◆ PROBLEM TO SOLVE
Continue the piece about therapists crying with their clients, starting after its final sentence.

An article at the BBC site looks at a study in San Diego, California which shows that three fourths of therapists admit to crying with a client and, of those, 30% had done so in the last four weeks.
One therapist worried about the effects of her crying on her patient. "I worried mostly that I had harmed her, or that she would feel 'can this person handle what I'm talking about?' And then I also worried that I'd been unprofessional."
A client who was interviewed expressed her concern about a therapist crying,
"If my therapist had cried I'd have never returned. I needed a therapist who was in control of their emotions… at the start I needed to feel that my therapist was a superhuman who could fix me, so seeing any wavering would have demolished my confidence in them. I was terrified of my own emotions and I think I would have felt enormous guilt that I had made them sad."***
I can see both sides of this argument. I can see that there might be times to cry with a client and I can see why some believe it is inappropriate. Some therapists consider it unprofessional and a sign of emotional instability to show emotion. Others consider it a sign of empathy. I would love to know if this differs by gender since men are typically taught that crying is a sign of weakness and women are typically taught it is a sign of caring.
Personally, I could not say that I would never cry. I could say I never have. But I don't hold that as a standard. I would want to be very aware of what my reasons are for crying. Is it in the client's best interest? What would be my reasons for allowing myself to do this? To show them what a compassionate person I am? To meet them where they are? How is it going to effect them if I start crying? Are they going to stop processing their own emotions to comfort me? Are they going to shut down so they won't "hurt" me?
If three fourths of therapists are crying with their clients, and 30% of them cried within the last four weeks, I'm wondering what they are thinking. That seems really high to me and somewhat worrying. Empathy does not require that I feel your feelings with you, just that I understand and have compassion for how you feel.
One of my mentors once addressed this issue with me. I remember the question he put to me:
"If someone is drowning, how do you save them?"

◆ INFORMATION GIVEN
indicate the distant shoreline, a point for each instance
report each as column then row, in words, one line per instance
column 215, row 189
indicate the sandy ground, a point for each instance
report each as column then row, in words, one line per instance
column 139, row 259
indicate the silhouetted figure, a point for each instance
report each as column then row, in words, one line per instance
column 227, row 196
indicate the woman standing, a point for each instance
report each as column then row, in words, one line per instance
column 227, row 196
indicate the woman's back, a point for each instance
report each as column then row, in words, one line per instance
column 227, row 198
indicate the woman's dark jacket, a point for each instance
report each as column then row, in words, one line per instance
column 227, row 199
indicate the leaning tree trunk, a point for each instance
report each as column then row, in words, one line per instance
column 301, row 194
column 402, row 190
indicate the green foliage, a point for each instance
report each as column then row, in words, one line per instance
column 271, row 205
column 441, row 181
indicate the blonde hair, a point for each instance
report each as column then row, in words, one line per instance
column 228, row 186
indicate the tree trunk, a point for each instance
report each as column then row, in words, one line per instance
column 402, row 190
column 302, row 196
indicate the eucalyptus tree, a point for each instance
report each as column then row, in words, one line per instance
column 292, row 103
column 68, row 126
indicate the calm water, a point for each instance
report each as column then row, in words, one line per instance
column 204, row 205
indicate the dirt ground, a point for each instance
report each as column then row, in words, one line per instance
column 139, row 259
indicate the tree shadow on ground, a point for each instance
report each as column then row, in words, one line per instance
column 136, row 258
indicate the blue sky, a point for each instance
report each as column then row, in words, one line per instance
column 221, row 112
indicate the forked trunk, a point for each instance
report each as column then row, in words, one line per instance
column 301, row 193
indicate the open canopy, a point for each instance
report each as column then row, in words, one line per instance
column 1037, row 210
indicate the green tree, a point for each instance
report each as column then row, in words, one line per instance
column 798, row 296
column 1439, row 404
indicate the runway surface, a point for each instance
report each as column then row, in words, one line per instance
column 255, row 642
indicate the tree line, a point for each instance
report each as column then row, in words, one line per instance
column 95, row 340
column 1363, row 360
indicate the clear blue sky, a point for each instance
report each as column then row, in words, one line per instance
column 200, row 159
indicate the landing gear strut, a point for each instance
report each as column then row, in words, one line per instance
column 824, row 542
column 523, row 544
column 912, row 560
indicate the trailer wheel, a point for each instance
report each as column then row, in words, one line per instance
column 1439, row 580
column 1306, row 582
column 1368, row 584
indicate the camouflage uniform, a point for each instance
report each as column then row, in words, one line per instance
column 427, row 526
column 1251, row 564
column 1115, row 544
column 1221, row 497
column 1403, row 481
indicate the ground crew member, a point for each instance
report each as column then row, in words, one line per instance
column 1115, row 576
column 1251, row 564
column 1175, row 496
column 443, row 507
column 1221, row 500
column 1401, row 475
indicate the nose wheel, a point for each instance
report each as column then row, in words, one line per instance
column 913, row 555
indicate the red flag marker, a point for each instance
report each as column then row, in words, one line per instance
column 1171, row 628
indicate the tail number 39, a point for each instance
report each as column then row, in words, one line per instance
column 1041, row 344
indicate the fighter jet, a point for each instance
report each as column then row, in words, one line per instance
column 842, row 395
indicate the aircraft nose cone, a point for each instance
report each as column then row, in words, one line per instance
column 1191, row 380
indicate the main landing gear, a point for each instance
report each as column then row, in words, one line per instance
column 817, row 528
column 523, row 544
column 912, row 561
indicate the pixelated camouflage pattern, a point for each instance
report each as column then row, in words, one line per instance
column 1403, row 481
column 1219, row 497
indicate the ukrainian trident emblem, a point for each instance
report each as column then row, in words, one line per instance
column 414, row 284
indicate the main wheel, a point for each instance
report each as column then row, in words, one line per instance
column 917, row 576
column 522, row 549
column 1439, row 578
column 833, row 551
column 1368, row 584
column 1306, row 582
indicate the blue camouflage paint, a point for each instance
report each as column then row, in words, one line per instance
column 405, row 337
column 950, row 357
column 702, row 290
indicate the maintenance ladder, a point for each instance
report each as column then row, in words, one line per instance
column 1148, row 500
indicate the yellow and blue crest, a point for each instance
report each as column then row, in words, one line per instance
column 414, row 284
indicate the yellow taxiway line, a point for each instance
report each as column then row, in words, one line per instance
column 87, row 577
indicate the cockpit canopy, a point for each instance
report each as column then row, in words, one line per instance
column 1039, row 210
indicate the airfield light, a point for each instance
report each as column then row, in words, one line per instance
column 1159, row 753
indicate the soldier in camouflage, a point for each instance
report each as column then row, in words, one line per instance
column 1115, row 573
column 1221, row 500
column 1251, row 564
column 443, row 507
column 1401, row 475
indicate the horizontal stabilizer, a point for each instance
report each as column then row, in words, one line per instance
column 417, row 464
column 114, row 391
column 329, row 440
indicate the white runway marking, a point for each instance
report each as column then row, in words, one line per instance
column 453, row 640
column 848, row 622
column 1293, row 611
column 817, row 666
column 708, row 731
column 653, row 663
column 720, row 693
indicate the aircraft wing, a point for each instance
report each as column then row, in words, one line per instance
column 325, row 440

◆ EXPECTED OUTPUT
You should not jump into the water with them. In their panic they would latch onto you and pull you under with them. To save a drowning person you stand with your feet firmly planted on the bank and pull them to you - on the bank.
That is typically where I stand. I want to feel where my clients are and empathize with what is going on with them, but not to the point that I forget my job - to be tuned into and aware of them, not myself. I don't know if it would be different if I specialized in working only with grief issues. I specialize in working with trauma where clients are reliving horrific events and I have to keep my feet on firm ground to get the client back to me - on the bank - and safe.
That doesn't mean I would never find it wrong to cry with a client, but it seems to be happening a lot more than I think is appropriate and I have to wonder who that is for - the client or the therapist?
I would love to know what other people think.
***If this article accomplishes nothing else, let me state clearly: Therapists are not superhumans who fix people. We do not have immunity from mental illness, addiction or dysfunction. In fact, a lot of folks go into the field of psychology to learn more about the dysfunction in their families of origin or themselves. If you're lucky, you will find a great therapist who can help you change your life. But don't blindly assume they will be great. Please ask as many questions of a potential therapist during the intake as they ask of you.